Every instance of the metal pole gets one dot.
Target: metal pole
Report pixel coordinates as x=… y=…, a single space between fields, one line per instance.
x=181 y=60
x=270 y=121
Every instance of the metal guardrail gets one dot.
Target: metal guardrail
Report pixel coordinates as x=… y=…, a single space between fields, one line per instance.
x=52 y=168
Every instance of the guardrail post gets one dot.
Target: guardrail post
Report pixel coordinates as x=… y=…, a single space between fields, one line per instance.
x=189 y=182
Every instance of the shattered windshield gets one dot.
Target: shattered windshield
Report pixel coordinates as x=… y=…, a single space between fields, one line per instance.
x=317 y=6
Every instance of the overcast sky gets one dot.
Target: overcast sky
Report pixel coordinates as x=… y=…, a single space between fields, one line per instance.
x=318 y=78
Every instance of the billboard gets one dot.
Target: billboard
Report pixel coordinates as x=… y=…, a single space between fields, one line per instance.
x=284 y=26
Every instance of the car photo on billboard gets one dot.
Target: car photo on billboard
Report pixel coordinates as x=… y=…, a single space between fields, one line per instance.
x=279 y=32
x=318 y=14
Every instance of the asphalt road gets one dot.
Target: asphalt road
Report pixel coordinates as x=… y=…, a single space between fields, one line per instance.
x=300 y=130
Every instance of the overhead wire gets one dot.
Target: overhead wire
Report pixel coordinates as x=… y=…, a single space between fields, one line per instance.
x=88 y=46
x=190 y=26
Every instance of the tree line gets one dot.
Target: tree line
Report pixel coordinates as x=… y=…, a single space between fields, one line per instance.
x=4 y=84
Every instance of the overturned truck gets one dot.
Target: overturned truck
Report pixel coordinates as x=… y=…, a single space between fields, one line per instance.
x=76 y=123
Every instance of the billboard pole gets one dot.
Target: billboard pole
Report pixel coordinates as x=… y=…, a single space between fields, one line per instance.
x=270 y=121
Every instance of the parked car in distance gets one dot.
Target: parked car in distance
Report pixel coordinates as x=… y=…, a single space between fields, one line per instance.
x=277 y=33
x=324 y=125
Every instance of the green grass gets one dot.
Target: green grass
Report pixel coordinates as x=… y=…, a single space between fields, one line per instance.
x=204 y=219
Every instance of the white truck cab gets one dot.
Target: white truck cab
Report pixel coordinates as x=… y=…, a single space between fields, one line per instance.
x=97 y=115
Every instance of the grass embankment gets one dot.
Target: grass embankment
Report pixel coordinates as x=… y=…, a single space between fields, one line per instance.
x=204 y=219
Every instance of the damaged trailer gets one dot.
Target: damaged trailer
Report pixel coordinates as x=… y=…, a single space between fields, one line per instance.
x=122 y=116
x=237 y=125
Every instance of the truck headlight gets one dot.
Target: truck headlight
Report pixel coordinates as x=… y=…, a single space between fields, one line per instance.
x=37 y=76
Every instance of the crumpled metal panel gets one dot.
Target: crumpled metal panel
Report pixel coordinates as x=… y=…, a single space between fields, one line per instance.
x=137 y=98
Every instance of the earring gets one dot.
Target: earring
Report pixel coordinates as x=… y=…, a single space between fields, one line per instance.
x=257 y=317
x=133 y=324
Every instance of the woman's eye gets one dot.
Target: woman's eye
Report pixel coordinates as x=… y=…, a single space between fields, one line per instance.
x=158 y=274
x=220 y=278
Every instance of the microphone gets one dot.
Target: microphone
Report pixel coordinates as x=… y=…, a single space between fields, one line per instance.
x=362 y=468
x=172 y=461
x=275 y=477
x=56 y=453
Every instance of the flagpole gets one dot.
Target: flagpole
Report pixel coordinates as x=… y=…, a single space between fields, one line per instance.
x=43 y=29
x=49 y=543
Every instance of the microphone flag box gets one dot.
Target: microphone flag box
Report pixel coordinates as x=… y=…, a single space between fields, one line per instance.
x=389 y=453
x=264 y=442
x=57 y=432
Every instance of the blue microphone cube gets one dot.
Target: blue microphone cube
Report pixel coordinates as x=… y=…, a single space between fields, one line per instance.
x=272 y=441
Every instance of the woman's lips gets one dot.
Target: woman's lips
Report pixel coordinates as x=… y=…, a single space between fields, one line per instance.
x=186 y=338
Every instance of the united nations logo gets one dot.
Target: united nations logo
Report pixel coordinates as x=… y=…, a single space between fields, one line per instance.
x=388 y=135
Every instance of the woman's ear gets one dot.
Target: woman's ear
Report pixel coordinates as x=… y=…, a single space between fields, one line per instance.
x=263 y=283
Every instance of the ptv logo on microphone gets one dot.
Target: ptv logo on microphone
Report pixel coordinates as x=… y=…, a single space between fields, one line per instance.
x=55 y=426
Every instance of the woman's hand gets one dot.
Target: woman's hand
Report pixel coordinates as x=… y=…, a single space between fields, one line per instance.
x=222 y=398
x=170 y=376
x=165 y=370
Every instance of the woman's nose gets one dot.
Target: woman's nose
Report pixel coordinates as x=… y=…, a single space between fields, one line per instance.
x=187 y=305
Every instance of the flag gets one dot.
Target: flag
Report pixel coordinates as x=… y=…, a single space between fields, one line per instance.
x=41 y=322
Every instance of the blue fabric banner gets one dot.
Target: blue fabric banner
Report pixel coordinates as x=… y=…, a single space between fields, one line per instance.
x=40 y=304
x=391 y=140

**Work item**
Exactly as written, give the line containing "Target: woman's ear" and all remaining lines of the records.

**Solved exercise**
Target: woman's ear
Report pixel coordinates as x=… y=…, a single space between fields, one line per instance.
x=263 y=283
Every instance of the ptv logo on microphone gets one dot.
Target: ptv logo on microphone
Report pixel coordinates as x=… y=…, a single space between fields, one line per instance.
x=55 y=426
Every instance of the woman's hand gets one dot.
Target: woman's hand
Report pixel coordinates as x=… y=…, a single space between fields, one line per instance.
x=222 y=398
x=170 y=376
x=165 y=370
Every instance of the woman's nose gets one dot.
Target: woman's nose
Report pixel coordinates as x=… y=…, a single space between fields, one line per instance.
x=187 y=305
Every instance of the flag gets one dot.
Target: flag
Report pixel coordinates as x=… y=…, a single space between fields, one line per instance.
x=41 y=322
Every instance of the blue fabric banner gets one dot.
Target: blue fabric banner
Report pixel coordinates as x=… y=…, a single space between fields, one line per instance.
x=40 y=304
x=391 y=140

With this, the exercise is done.